**SUPPLIED PASSAGE**
= = = = =

Immunodiagnostic techniques for the enteroviruses have been fraught with difficulties resulting from the extreme antigenic diversity among the serotypes. Although a common antigen may exist among the polioviruses and another among the coxsackievirus B types, checkerboard pools of antisera would be required to cover even the most common enteroviral serotypes responsible for human disease. Serologic testing suffers from the same lack of a ubiquitous enteroviral antigen as immunoassays do, requiring, in this case, pools of antigens for testing. Coxsackievirus type B immunoglobulin M serology has the most proven clinical application. It has been found to be advantageous because of shared antigen and early appearance of the immunoglobulin M class of antibodies. Immunoglobulin G serology for the enteroviruses is useful for epidemiologic studies, but of little benefit to the individual patient.

= = = = =

**GIVEN INFORMATION**
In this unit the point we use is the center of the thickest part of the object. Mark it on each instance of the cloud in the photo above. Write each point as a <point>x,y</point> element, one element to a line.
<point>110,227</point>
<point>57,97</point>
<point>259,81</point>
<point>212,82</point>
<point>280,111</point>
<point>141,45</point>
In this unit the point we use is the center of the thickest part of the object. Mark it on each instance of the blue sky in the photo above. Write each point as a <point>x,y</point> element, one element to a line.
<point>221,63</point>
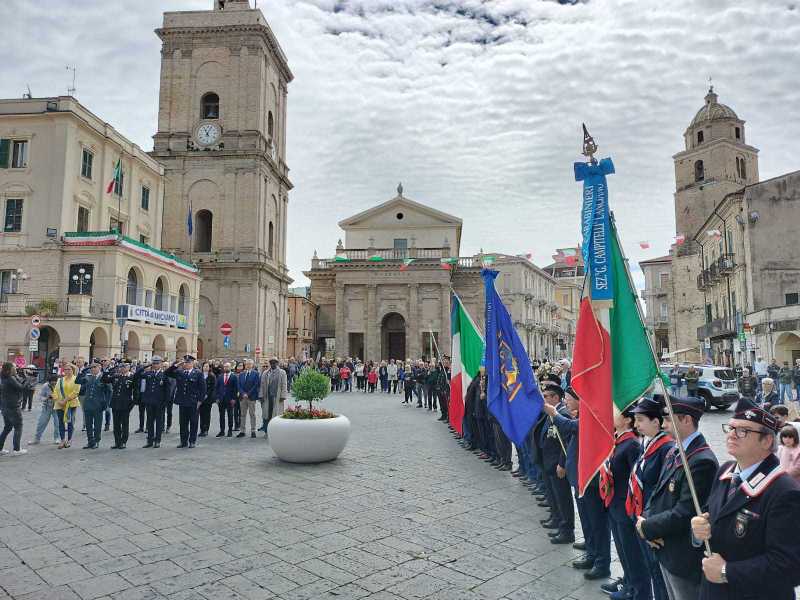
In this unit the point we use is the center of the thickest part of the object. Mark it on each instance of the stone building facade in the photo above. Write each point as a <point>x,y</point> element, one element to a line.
<point>716,161</point>
<point>222,141</point>
<point>749,274</point>
<point>76,255</point>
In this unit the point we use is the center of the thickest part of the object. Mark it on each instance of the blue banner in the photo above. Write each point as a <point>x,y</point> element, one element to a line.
<point>512,394</point>
<point>596,227</point>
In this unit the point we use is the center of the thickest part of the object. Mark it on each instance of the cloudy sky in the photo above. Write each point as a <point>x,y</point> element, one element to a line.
<point>475,105</point>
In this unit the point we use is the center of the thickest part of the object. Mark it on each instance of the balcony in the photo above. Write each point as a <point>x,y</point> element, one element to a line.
<point>726,264</point>
<point>718,328</point>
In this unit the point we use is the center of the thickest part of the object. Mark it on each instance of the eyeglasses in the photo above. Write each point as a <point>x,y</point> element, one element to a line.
<point>740,432</point>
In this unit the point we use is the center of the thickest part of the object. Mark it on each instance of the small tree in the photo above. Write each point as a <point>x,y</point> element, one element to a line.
<point>311,385</point>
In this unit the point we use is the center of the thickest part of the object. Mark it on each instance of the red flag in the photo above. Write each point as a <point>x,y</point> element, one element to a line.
<point>591,379</point>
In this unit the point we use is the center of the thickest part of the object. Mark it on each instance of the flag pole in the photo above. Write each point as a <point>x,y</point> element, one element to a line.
<point>668,401</point>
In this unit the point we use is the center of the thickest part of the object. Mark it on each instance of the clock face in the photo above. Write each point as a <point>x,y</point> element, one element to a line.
<point>208,134</point>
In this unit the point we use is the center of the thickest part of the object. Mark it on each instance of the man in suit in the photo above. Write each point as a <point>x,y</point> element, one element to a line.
<point>249,384</point>
<point>153,395</point>
<point>752,520</point>
<point>666,520</point>
<point>227,393</point>
<point>273,392</point>
<point>94,395</point>
<point>190,389</point>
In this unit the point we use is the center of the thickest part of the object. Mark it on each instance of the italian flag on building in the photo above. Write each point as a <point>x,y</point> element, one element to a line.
<point>613,365</point>
<point>468,349</point>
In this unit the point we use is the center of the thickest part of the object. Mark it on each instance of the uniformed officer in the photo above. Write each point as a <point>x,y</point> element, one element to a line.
<point>666,521</point>
<point>122,384</point>
<point>752,521</point>
<point>190,388</point>
<point>153,391</point>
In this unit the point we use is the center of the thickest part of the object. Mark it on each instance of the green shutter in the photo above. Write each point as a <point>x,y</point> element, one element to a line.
<point>5,153</point>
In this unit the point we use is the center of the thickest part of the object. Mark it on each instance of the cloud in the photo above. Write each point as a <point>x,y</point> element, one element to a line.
<point>475,105</point>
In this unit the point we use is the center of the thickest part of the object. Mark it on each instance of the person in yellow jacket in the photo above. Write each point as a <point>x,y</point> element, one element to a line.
<point>65,403</point>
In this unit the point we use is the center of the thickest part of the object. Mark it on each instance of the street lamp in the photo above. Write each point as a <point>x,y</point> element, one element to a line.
<point>81,278</point>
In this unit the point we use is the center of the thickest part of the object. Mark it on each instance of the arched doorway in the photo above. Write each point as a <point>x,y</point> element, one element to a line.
<point>133,347</point>
<point>393,337</point>
<point>98,343</point>
<point>787,347</point>
<point>49,345</point>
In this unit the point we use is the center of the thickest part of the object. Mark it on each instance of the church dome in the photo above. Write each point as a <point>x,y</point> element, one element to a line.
<point>713,111</point>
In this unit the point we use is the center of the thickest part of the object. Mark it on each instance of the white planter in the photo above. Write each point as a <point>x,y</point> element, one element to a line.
<point>308,440</point>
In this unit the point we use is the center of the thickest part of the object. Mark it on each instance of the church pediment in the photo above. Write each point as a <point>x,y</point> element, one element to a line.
<point>400,212</point>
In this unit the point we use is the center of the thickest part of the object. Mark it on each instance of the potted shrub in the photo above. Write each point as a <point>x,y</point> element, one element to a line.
<point>308,434</point>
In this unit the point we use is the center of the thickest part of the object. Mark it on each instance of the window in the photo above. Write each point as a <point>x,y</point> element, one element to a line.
<point>699,172</point>
<point>83,219</point>
<point>13,221</point>
<point>19,154</point>
<point>209,106</point>
<point>80,279</point>
<point>8,282</point>
<point>87,160</point>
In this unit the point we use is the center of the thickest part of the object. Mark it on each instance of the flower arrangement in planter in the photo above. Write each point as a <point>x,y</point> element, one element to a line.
<point>308,434</point>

= = = = =

**TASK REQUIREMENTS**
A - Reproduce the enterovirus passage word for word, starting at "Immunodiagnostic techniques for" and ending at "the individual patient.".
B - According to the enterovirus passage, which kind of serology has the most proven clinical application?
The rows have nothing to do with the passage on enterovirus immunodiagnostics.

**ANSWERS TO THE EXERCISES**
A -
Immunodiagnostic techniques for the enteroviruses have been fraught with difficulties resulting from the extreme antigenic diversity among the serotypes. Although a common antigen may exist among the polioviruses and another among the coxsackievirus B types, checkerboard pools of antisera would be required to cover even the most common enteroviral serotypes responsible for human disease. Serologic testing suffers from the same lack of a ubiquitous enteroviral antigen as immunoassays do, requiring, in this case, pools of antigens for testing. Coxsackievirus type B immunoglobulin M serology has the most proven clinical application. It has been found to be advantageous because of shared antigen and early appearance of the immunoglobulin M class of antibodies. Immunoglobulin G serology for the enteroviruses is useful for epidemiologic studies, but of little benefit to the individual patient.

B - Coxsackievirus type B immunoglobulin M serology.